◆ Source extract:
+-------+

Psoriasis occurs when skin cells are replaced more quickly than usual. It's not known exactly why this happens, but research suggests it's caused by a problem with the immune system.
Your body produces new skin cells in the deepest layer of skin. These skin cells gradually move up through the layers of skin until they reach the outermost level. Then they die and flake off. This whole process normally takes around three to four weeks.
In people with psoriasis, this process only takes about three to seven days. As a result, cells that aren't fully mature build up rapidly on the surface of the skin, causing red, flaky, crusty patches covered with silvery scales.
Problems with the immune system
Your immune system is your body's defence against disease and it helps fight infection. One of the main types of cell used by the immune system is called a T-cell.
T-cells normally travel through the body to detect and fight invading germs such as bacteria, but in people with psoriasis they start to attack healthy skin cells by mistake. This causes the deepest layer of skin to produce new skin cells more quickly than usual, which in turn triggers the immune system to produce more T-cells.
It's not known what exactly causes this problem with the immune system, although certain genes and environmental triggers may play a role.
Psoriasis runs in families. One in three people with psoriasis has a close relative with the condition.
However, the exact role that genetics plays in causing psoriasis is unclear. Research studies have shown many different genes are linked to the development of psoriasis. It's likely that different combinations of genes may make people more vulnerable to the condition. However, having these genes doesn't necessarily mean you'll develop it.
Many people's psoriasis symptoms start or become worse because of a certain event, known as a trigger. Knowing your triggers may help you to avoid a flare-up. Common triggers include:
- an injury to your skin, such as a cut, scrape, insect bite or sunburn (this is known as the Koebner response)
- drinking excessive amounts of alcohol
- hormonal changes, particularly in women (for example, during puberty and the menopause)
- certain medicines such as lithium, some antimalarial medicines, anti-inflammatory medicines including ibuprofen, ACE inhibitors (used to treat high blood pressure) and beta blockers (used to treat congestive heart failure)
- throat infections – in some people, usually children and young adults, a form of psoriasis called guttate psoriasis develops after a streptococcal throat infection (although most people who have streptococcal throat infections don't develop psoriasis)
- other immune disorders, such as HIV, which cause psoriasis to flare up or to appear for the first time
Psoriasis isn't contagious, so it can't be spread from person to person.

+-------+

◆ Assigned task:
Print the part of the psoriasis text starting with "- drinking excessive" and going on through "congestive heart failure)", word for word. The data that comes next has nothing to do with this.

Saved entries
+-------+

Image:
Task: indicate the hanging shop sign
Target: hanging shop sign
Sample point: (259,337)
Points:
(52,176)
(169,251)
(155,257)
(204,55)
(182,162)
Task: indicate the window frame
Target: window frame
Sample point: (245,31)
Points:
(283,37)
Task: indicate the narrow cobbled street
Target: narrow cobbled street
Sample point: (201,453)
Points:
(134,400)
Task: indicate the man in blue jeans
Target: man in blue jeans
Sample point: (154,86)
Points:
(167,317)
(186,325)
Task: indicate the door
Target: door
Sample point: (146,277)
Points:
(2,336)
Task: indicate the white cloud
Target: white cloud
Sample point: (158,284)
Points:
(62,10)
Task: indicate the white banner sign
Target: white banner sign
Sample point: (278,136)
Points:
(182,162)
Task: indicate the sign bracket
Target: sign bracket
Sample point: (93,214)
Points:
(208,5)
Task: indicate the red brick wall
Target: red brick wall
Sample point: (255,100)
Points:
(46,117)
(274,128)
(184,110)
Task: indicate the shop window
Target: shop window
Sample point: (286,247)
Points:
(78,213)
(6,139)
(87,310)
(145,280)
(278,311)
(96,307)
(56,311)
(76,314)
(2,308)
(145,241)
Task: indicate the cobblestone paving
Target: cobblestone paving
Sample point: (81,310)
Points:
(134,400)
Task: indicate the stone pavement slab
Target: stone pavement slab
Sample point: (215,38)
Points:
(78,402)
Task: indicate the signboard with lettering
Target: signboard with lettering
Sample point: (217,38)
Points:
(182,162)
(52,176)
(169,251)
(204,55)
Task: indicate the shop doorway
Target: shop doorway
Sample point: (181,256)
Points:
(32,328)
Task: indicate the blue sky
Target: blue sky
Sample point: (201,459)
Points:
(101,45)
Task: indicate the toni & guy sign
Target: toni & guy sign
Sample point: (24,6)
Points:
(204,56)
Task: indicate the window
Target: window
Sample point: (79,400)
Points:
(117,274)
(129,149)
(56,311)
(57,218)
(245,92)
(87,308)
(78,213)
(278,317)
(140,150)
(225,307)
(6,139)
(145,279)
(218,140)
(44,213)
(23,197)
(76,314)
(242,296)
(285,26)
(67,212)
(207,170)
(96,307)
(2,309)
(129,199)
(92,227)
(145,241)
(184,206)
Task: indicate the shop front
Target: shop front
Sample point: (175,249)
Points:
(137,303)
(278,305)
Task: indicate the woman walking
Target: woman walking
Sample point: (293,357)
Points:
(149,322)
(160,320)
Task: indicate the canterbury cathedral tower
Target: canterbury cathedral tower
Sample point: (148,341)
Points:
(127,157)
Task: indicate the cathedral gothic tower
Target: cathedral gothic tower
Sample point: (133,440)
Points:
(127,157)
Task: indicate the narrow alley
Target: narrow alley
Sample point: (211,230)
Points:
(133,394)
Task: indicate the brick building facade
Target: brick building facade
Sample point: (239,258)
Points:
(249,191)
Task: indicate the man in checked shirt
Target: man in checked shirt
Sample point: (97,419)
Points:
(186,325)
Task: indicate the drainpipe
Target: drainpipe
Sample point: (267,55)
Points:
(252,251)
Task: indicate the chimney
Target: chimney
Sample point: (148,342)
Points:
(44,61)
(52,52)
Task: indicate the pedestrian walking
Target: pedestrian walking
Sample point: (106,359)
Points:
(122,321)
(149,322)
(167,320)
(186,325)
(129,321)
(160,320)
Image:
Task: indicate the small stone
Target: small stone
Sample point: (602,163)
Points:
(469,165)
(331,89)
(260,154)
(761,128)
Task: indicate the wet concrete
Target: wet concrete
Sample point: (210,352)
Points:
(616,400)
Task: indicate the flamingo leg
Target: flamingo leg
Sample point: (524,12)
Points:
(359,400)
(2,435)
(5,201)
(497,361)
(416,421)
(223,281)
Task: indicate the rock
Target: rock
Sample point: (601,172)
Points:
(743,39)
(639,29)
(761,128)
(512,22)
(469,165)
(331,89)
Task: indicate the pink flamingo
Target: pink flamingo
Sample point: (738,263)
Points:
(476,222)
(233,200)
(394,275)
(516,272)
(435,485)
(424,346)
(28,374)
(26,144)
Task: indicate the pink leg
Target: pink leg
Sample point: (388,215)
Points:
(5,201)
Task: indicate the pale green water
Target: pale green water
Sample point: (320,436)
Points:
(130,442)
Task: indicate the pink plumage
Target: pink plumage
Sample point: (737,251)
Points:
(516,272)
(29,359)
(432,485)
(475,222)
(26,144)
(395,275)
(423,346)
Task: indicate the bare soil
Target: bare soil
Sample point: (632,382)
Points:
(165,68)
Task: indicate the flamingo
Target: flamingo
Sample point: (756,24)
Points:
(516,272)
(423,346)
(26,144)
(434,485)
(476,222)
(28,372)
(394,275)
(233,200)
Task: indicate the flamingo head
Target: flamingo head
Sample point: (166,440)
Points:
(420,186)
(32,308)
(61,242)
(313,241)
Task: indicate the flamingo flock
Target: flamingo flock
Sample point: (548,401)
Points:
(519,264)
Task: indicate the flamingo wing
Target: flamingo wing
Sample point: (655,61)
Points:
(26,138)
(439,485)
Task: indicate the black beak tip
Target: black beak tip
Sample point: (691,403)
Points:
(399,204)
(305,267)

+-------+

◆ Completed task:
- drinking excessive amounts of alcohol
- hormonal changes, particularly in women (for example, during puberty and the menopause)
- certain medicines such as lithium, some antimalarial medicines, anti-inflammatory medicines including ibuprofen, ACE inhibitors (used to treat high blood pressure) and beta blockers (used to treat congestive heart failure)